Dataset excerpt
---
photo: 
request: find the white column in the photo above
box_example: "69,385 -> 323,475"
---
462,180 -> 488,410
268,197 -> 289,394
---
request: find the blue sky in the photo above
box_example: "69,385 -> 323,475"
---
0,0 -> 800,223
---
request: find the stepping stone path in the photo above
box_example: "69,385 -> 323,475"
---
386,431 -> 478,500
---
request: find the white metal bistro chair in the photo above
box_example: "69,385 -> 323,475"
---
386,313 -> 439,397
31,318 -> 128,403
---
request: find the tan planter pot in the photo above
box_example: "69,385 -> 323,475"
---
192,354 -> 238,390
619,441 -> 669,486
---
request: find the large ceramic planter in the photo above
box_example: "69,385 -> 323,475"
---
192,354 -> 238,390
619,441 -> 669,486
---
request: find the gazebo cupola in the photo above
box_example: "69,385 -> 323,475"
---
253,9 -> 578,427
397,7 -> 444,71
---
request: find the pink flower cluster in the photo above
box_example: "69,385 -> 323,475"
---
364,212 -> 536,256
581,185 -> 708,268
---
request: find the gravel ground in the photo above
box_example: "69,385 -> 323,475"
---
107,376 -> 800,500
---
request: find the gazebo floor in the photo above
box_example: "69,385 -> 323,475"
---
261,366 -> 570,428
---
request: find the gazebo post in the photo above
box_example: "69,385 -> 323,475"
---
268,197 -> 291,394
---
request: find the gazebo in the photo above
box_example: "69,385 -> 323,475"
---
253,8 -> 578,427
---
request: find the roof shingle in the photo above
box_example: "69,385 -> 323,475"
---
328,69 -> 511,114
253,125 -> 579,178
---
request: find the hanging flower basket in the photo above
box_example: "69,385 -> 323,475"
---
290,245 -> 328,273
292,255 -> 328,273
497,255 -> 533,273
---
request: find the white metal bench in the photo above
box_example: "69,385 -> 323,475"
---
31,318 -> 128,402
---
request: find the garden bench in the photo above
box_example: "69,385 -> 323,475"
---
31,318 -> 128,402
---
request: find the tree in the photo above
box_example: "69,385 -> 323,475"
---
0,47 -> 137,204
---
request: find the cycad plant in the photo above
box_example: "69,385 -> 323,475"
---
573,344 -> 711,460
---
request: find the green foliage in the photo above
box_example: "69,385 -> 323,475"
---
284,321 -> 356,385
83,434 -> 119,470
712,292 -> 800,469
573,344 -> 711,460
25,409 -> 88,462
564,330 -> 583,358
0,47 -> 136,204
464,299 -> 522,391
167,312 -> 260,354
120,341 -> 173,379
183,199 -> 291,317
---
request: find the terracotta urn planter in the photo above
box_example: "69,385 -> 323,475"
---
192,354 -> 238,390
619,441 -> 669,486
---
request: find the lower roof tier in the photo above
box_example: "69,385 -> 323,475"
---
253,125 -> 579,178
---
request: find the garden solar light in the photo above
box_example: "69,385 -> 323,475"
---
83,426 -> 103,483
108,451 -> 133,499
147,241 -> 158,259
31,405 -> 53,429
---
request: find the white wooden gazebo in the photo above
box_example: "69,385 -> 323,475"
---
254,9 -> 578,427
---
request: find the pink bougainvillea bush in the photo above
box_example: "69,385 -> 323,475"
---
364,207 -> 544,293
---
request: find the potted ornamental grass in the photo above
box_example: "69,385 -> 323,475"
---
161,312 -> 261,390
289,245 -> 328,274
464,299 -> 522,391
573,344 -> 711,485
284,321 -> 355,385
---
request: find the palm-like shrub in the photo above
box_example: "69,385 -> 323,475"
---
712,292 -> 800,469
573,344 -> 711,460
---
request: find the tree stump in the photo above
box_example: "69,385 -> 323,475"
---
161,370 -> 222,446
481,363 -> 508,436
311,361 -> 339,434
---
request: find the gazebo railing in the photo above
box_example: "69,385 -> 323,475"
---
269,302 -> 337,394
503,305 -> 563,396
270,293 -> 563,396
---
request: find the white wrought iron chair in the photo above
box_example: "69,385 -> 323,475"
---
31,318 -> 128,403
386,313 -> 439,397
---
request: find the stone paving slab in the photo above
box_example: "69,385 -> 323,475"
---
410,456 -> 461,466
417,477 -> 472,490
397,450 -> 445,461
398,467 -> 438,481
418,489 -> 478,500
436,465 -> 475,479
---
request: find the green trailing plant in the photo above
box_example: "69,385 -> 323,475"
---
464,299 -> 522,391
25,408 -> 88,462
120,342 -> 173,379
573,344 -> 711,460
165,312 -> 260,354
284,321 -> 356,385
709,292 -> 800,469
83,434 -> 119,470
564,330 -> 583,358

● What you should do
Which lines of the listing contain the string "white"? Pull out every one of them, counting only matches with the same capitalization.

● Problem solution
request: find the white column in the photo above
request: find the white metal bistro chair in the photo above
request: find the white metal bench in the photo above
request: find the white wooden gazebo in the photo above
request: find the white wrought iron chair in the photo above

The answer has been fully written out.